What is being asked: Rescale the lines starting at the one containing "[point] every instance of the twisting" and ending at the end of the records below, and give only those lines. Restate each line, requests included, multiplying every x and y coordinate in the answers by 1.6 and rounding to whole numbers, with halves rounded up.

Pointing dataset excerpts
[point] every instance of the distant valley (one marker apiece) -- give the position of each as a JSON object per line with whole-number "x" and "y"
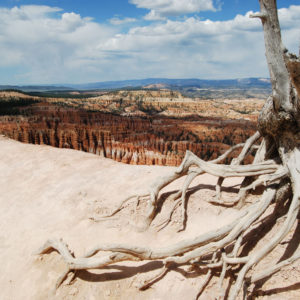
{"x": 205, "y": 89}
{"x": 153, "y": 127}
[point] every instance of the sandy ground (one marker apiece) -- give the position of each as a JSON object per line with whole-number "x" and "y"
{"x": 55, "y": 193}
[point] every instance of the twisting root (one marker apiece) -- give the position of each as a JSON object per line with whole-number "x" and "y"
{"x": 207, "y": 251}
{"x": 237, "y": 161}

Full response:
[point] every instance of the twisting root (one marker apiece) -- give the position of each as a JSON object per line with whole-number "x" and "y"
{"x": 331, "y": 402}
{"x": 379, "y": 258}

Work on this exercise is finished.